BEGIN

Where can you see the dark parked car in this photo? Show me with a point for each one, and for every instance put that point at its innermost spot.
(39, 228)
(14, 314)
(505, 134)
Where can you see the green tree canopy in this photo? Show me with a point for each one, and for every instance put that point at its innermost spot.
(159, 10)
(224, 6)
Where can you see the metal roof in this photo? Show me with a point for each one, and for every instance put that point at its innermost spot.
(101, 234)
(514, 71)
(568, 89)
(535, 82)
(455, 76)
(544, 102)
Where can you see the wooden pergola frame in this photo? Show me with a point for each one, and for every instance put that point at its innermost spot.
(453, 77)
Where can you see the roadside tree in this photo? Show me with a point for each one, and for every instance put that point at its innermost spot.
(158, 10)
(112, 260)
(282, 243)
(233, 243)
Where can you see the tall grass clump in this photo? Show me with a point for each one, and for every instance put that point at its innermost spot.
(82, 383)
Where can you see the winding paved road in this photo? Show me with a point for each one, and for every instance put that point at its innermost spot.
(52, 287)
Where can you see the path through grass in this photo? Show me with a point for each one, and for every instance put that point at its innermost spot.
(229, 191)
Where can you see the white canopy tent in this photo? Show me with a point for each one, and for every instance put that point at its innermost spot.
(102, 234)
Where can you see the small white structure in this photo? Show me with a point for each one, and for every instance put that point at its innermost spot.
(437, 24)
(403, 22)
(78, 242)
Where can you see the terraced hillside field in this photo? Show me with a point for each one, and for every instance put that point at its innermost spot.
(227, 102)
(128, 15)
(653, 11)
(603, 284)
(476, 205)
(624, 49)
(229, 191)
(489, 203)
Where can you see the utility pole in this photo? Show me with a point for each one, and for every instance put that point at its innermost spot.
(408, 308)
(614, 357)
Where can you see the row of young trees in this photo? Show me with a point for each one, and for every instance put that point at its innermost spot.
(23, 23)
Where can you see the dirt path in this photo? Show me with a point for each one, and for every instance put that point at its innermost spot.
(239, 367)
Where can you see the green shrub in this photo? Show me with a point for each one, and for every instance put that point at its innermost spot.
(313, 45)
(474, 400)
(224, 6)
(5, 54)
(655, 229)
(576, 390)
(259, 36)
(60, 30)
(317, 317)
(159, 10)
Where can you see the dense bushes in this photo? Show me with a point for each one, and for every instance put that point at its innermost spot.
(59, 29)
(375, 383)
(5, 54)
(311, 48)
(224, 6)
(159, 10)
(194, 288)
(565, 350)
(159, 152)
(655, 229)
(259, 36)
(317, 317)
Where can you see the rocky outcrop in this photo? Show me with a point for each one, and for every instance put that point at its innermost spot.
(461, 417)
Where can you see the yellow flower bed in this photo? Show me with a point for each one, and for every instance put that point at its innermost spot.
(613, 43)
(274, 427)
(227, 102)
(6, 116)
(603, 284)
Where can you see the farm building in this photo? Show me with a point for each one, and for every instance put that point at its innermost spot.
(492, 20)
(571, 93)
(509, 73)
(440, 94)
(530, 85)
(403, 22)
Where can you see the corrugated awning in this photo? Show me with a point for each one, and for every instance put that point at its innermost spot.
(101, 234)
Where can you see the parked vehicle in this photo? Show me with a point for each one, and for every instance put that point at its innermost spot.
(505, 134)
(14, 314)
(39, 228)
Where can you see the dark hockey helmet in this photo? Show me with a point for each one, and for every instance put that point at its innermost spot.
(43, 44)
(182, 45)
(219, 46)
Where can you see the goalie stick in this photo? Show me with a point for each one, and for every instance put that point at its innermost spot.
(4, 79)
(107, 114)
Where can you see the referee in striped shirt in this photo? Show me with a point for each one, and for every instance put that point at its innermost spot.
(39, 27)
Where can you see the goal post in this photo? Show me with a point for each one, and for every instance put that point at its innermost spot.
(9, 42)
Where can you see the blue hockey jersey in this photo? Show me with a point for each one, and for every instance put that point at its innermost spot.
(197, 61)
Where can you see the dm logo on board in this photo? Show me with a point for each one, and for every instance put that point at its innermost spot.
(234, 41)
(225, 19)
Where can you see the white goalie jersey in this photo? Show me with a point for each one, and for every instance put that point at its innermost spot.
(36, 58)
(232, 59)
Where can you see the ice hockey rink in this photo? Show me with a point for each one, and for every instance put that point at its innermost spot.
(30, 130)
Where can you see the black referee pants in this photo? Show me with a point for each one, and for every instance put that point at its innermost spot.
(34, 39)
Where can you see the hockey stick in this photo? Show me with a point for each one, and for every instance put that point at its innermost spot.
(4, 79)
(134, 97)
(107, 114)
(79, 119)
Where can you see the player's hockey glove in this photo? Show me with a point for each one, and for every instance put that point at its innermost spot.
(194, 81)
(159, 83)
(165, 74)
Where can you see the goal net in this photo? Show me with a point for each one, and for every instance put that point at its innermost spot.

END

* **Problem details**:
In full and without edits, return the listing.

* **Expected answer**:
Where can you see the dark parked car in this photo? Show me with a point for each one, and for every instance put that point at its innermost spot.
(39, 228)
(14, 314)
(505, 134)
Where can you see the green tree canopy in this photo? Show me with a point for each one, and for every instance put that point at its innermost spot.
(159, 10)
(224, 6)
Where can you see the metal roof in this photo? Show me with a point for each one, and for every instance put that point at its innermost spot.
(101, 234)
(514, 71)
(568, 89)
(535, 82)
(455, 76)
(544, 102)
Where can you see the wooden pergola frame in this photo? Show me with a point for each one, and for every instance put that point at its innermost spot.
(453, 77)
Where can you see the roadside tree in this photo? Show me with a point for each one, and for every instance put that point at its innermost spot.
(158, 10)
(112, 260)
(282, 243)
(233, 243)
Where can you see the tall grass clump in this photo? Show me with a point for each one, and for every instance put that point at its innermost spot.
(82, 383)
Where can you see the winding paved road in this photo? Show me with a point for each one, and for every instance put that point at its innermost spot.
(52, 287)
Where can you see the path through grass in this photo? Show me with a point for each one, and for every instance put that point at its innermost spot.
(229, 191)
Where can you see the white canopy tent in this photo? Show me with a point for each one, and for every instance put that point at its innermost spot.
(102, 234)
Where can you see the small white structure in this photo? Show me with a point for each one, and for every instance put that point at its innermost spot.
(437, 24)
(403, 22)
(78, 242)
Where can you see the terraced hillside field in this photo? Show me with a point for each one, and for every instance put that point at its innermost spot.
(227, 102)
(128, 15)
(653, 11)
(603, 284)
(476, 205)
(624, 49)
(229, 191)
(489, 203)
Where can you see the utility pole in this photo? Show me with a point for each one, and for every instance put that point at its innermost spot.
(408, 308)
(614, 357)
Where can you see the row of young trees in this photo? Show me with a point for each one, and for every instance put that point at its innermost spot.
(23, 23)
Where can you see the dirt path in this photo? Show me with a point for each one, and for every instance put that point at its innermost spot.
(239, 367)
Where can you see the green shrub in this photo? Show me with a point for each one, and for every instance put that point at its innermost spot.
(313, 45)
(474, 400)
(224, 6)
(5, 54)
(655, 229)
(576, 390)
(259, 36)
(60, 30)
(317, 317)
(159, 10)
Where can you see the dense bushes in this photo? Show me with a point for each one, and for every instance put that point at its innermost spot.
(59, 29)
(375, 383)
(5, 54)
(311, 48)
(224, 6)
(159, 10)
(194, 288)
(565, 350)
(159, 152)
(655, 229)
(259, 36)
(317, 317)
Where can you see the rocky outcrop in this photo? Show me with a point for each one, and for every instance put that point at its innermost spot.
(461, 417)
Where can you see the yellow flower bed in this photo? Show me with a point for each one, and for every instance put that point at its innermost spot.
(613, 43)
(274, 427)
(227, 102)
(6, 116)
(603, 284)
Where can you see the farm building in this photo? Show me with a point for each one, and for every instance put that point at its innermost spot.
(492, 20)
(571, 93)
(509, 73)
(440, 94)
(530, 85)
(403, 22)
Where can you see the corrugated awning in this photo? Show me with a point for each one, and for every instance put that point at its innermost spot.
(101, 234)
Where can you see the parked vehicle in this photo? Show me with a point for each one, and for every instance put that point at its innermost spot.
(505, 134)
(14, 314)
(39, 228)
Where can you see the dark hockey helmet in this photo? Show me with a point for each one, and for every instance put that point at its innermost spot.
(43, 44)
(182, 45)
(219, 46)
Where can you see the goalie stick in this photo? Show me with a point for each one, and for every instance put that point at its innermost spot.
(4, 79)
(107, 114)
Where can you see the referee in striped shirt in this photo? Show me with a point for each one, and for every instance put that point at its innermost spot.
(39, 27)
Where can you see the goal post in this photo? Show me with a point for each one, and for every instance put that point at its innermost spot.
(9, 42)
Where can you see the blue hockey jersey in this photo? Show me with a point for each one, and for every instance put that point at its innermost spot.
(197, 61)
Where can you see the dm logo on board in this photo? Show me with a point for each one, and for every instance put that point at its innermost spot.
(234, 41)
(225, 19)
Where can you see the white goalie jersey in this photo? Show me with a point for each one, and for every instance put that point at its innermost spot.
(36, 58)
(232, 59)
Where can you see the ice hockey rink in this photo? Show me with a point for each one, and for every instance put that point at its innermost spot.
(30, 130)
Where can you see the black referee pants in this photo? Show me with a point for each one, and for every instance put that point at its innermost spot.
(34, 39)
Where can you see the hockey stick in this photo? Show me with a point for each one, and for every instance put that point at its innermost spot.
(4, 79)
(134, 97)
(107, 114)
(79, 119)
Where can you see the player's hockey glove in this photo? Show me with a point for each one, and for every instance put that point at its innermost spot.
(194, 81)
(159, 83)
(165, 74)
Where can you see the goal net in this photo? Show me with a point for each one, and for every instance put that point at its innermost spot.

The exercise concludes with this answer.